What is being asked:
Write the listing below again, word for word.

Data in this exercise:
------------

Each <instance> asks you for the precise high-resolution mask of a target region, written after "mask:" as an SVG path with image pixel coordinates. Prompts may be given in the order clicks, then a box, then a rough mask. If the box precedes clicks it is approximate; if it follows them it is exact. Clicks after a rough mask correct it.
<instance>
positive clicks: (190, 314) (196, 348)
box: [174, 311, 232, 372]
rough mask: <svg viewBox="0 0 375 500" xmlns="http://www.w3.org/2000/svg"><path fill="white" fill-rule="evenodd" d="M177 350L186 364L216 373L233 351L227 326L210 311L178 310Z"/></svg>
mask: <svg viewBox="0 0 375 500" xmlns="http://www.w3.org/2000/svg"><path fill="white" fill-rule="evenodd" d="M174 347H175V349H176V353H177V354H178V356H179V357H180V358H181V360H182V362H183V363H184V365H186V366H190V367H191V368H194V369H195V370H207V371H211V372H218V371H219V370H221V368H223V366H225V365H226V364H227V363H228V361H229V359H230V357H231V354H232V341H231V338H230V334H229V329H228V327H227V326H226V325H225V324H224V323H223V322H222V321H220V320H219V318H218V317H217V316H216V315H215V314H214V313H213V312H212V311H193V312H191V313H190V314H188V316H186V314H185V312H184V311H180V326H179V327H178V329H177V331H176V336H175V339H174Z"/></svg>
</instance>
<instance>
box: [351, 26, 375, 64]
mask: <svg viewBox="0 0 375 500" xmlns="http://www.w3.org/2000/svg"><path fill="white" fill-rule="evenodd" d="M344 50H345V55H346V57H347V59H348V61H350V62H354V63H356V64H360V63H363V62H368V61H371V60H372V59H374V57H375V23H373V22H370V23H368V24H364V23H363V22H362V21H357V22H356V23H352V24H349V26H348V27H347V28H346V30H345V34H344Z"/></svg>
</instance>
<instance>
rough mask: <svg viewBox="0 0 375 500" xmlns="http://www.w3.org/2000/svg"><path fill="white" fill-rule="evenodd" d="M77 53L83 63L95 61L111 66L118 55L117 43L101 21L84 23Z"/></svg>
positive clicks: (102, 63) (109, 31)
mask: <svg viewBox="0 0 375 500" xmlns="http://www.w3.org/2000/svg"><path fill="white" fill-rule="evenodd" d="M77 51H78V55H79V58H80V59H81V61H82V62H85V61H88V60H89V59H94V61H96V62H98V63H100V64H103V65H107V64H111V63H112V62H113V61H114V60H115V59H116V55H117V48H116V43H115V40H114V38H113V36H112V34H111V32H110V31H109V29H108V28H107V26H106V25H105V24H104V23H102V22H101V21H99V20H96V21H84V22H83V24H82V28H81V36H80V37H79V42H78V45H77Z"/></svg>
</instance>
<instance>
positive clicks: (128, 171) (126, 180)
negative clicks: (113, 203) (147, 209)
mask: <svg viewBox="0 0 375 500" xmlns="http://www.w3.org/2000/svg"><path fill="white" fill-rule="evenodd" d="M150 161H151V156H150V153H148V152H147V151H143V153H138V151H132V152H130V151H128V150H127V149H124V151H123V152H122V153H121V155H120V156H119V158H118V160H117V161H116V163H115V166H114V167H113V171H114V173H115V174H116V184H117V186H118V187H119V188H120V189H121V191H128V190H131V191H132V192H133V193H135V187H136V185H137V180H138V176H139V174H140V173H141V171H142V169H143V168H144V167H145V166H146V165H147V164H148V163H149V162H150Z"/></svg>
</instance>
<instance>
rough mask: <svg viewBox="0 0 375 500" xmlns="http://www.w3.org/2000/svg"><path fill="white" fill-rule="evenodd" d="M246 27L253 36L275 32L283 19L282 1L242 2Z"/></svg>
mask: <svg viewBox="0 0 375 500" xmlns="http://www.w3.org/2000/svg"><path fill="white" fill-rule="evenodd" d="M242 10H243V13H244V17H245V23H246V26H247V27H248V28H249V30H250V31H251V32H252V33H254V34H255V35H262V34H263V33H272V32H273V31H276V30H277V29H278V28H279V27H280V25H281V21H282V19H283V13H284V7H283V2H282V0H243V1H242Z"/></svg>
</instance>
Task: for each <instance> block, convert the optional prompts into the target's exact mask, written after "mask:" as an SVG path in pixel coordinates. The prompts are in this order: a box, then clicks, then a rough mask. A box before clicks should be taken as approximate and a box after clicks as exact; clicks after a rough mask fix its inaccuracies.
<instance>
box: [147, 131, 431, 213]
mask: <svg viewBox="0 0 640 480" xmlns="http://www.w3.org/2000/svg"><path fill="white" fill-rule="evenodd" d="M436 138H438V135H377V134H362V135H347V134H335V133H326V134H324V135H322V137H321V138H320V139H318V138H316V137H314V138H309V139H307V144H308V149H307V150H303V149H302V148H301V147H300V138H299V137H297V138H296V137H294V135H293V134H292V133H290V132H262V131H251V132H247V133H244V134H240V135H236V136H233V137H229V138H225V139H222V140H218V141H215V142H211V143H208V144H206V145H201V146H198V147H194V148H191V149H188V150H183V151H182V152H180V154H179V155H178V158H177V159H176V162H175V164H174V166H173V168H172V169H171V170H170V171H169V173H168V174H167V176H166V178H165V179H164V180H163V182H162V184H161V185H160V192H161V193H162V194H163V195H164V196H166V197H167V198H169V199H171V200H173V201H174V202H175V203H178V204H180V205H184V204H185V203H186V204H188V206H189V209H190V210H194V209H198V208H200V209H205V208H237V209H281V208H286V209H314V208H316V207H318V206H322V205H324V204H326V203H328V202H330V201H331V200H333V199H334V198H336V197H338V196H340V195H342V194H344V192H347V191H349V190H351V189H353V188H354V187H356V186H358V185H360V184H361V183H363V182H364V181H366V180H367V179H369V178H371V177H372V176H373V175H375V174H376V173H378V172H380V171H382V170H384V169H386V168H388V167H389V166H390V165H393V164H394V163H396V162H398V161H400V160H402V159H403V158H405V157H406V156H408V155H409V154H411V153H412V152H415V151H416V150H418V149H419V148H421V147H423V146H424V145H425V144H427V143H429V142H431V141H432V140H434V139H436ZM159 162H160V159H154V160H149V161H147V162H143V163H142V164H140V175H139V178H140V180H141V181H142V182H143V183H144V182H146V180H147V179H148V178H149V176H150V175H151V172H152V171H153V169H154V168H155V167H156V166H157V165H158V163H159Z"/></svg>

------------

Answer to this exercise:
Each <instance> asks you for the precise high-resolution mask of a target region, written after "mask:" as an SVG path with image pixel coordinates. Prompts may be given in the order clicks, then a box, then a rough mask. If the box precedes clicks it is approximate; if it follows them it is exact. Clicks after a rough mask correct it.
<instance>
positive clicks: (190, 314) (196, 348)
box: [174, 311, 232, 372]
rough mask: <svg viewBox="0 0 375 500" xmlns="http://www.w3.org/2000/svg"><path fill="white" fill-rule="evenodd" d="M177 350L186 364L216 373L233 351L227 326L210 311L178 310Z"/></svg>
mask: <svg viewBox="0 0 375 500" xmlns="http://www.w3.org/2000/svg"><path fill="white" fill-rule="evenodd" d="M174 347H175V349H176V353H177V354H178V356H179V357H180V358H181V360H182V362H183V363H184V365H186V366H190V367H191V368H194V369H195V370H207V371H211V372H218V371H219V370H221V368H223V366H225V365H226V364H227V363H228V361H229V359H230V357H231V354H232V341H231V338H230V334H229V329H228V327H227V326H226V325H225V324H224V323H223V322H222V321H220V320H219V318H218V317H217V316H216V315H215V314H214V313H213V312H212V311H193V312H191V313H190V314H188V316H186V314H185V312H184V311H180V326H179V327H178V329H177V331H176V336H175V339H174Z"/></svg>
</instance>
<instance>
box: [351, 26, 375, 64]
mask: <svg viewBox="0 0 375 500" xmlns="http://www.w3.org/2000/svg"><path fill="white" fill-rule="evenodd" d="M344 50H345V55H346V57H347V59H348V61H350V62H354V63H356V64H360V63H363V62H368V61H371V60H372V59H374V57H375V23H373V22H370V23H368V24H364V23H363V22H362V21H357V22H356V23H352V24H349V26H348V27H347V28H346V30H345V34H344Z"/></svg>
</instance>
<instance>
rough mask: <svg viewBox="0 0 375 500" xmlns="http://www.w3.org/2000/svg"><path fill="white" fill-rule="evenodd" d="M77 53L83 63L95 61L111 66L118 55L117 43L101 21L84 23Z"/></svg>
positive clicks: (102, 63) (109, 31)
mask: <svg viewBox="0 0 375 500" xmlns="http://www.w3.org/2000/svg"><path fill="white" fill-rule="evenodd" d="M77 51H78V55H79V58H80V59H81V61H82V62H85V61H88V60H89V59H94V61H96V62H98V63H100V64H103V65H107V64H111V63H112V62H113V61H114V60H115V59H116V55H117V48H116V43H115V40H114V38H113V36H112V34H111V32H110V31H109V29H108V28H107V26H106V25H105V24H104V23H102V22H101V21H99V20H96V21H84V22H83V24H82V28H81V36H80V37H79V42H78V45H77Z"/></svg>
</instance>
<instance>
positive clicks: (128, 171) (126, 180)
negative clicks: (113, 203) (147, 209)
mask: <svg viewBox="0 0 375 500" xmlns="http://www.w3.org/2000/svg"><path fill="white" fill-rule="evenodd" d="M150 161H151V156H150V153H148V152H147V151H143V153H138V151H132V152H130V151H128V150H127V149H124V151H123V152H122V153H121V155H120V156H119V158H118V160H117V161H116V163H115V166H114V167H113V171H114V173H115V174H116V184H117V186H118V187H119V188H120V189H121V191H128V190H131V191H132V192H133V193H135V187H136V185H137V180H138V176H139V174H140V173H141V171H142V169H143V168H144V167H145V166H146V165H147V164H148V163H149V162H150Z"/></svg>
</instance>
<instance>
rough mask: <svg viewBox="0 0 375 500" xmlns="http://www.w3.org/2000/svg"><path fill="white" fill-rule="evenodd" d="M246 27L253 36L275 32L283 19L282 1L242 2Z"/></svg>
mask: <svg viewBox="0 0 375 500" xmlns="http://www.w3.org/2000/svg"><path fill="white" fill-rule="evenodd" d="M242 10H243V13H244V17H245V23H246V26H247V27H248V28H249V30H250V31H251V32H252V33H254V34H255V35H262V34H263V33H272V32H273V31H276V30H277V29H278V28H279V27H280V25H281V21H282V19H283V13H284V7H283V2H282V0H243V1H242Z"/></svg>
</instance>
Task: for each <instance> block, convert the optional prompts into the target's exact mask, written after "mask:" as an SVG path in pixel coordinates. The prompts are in this order: a box, then clicks, then a rough mask. A box before clicks should be taken as approximate and a box after clicks as exact; clicks after a rough mask fix its inaccuracies.
<instance>
box: [147, 131, 431, 213]
mask: <svg viewBox="0 0 640 480" xmlns="http://www.w3.org/2000/svg"><path fill="white" fill-rule="evenodd" d="M436 138H438V135H377V134H362V135H347V134H335V133H326V134H324V135H322V137H321V138H320V139H318V138H316V137H314V138H309V139H307V144H308V149H307V150H303V149H302V148H301V147H300V138H299V137H297V138H296V137H294V135H293V134H292V133H290V132H262V131H251V132H247V133H244V134H240V135H236V136H233V137H229V138H225V139H222V140H218V141H215V142H211V143H208V144H206V145H201V146H198V147H194V148H191V149H188V150H183V151H182V152H180V154H179V155H178V158H177V159H176V162H175V164H174V166H173V168H172V169H171V170H170V171H169V173H168V174H167V176H166V178H165V179H164V180H163V182H162V184H161V185H160V192H161V193H162V194H163V195H164V196H166V197H167V198H169V199H171V200H173V201H174V202H175V203H178V204H180V205H184V204H185V203H186V204H188V206H189V209H190V210H194V209H198V208H200V209H205V208H237V209H281V208H286V209H314V208H316V207H318V206H322V205H324V204H326V203H328V202H330V201H331V200H333V199H334V198H336V197H338V196H340V195H342V194H344V192H347V191H349V190H351V189H353V188H354V187H356V186H358V185H360V184H361V183H363V182H364V181H366V180H367V179H369V178H371V177H372V176H373V175H375V174H376V173H378V172H380V171H382V170H384V169H386V168H388V167H389V166H390V165H393V164H394V163H396V162H398V161H400V160H402V159H403V158H405V157H406V156H408V155H409V154H411V153H412V152H415V151H416V150H418V149H419V148H421V147H423V146H424V145H425V144H427V143H429V142H431V141H432V140H434V139H436ZM159 162H160V159H154V160H149V161H147V162H143V163H142V164H140V175H139V178H140V180H141V181H142V182H143V183H144V182H146V180H147V179H148V178H149V176H150V175H151V172H152V171H153V169H154V168H155V167H156V166H157V165H158V163H159Z"/></svg>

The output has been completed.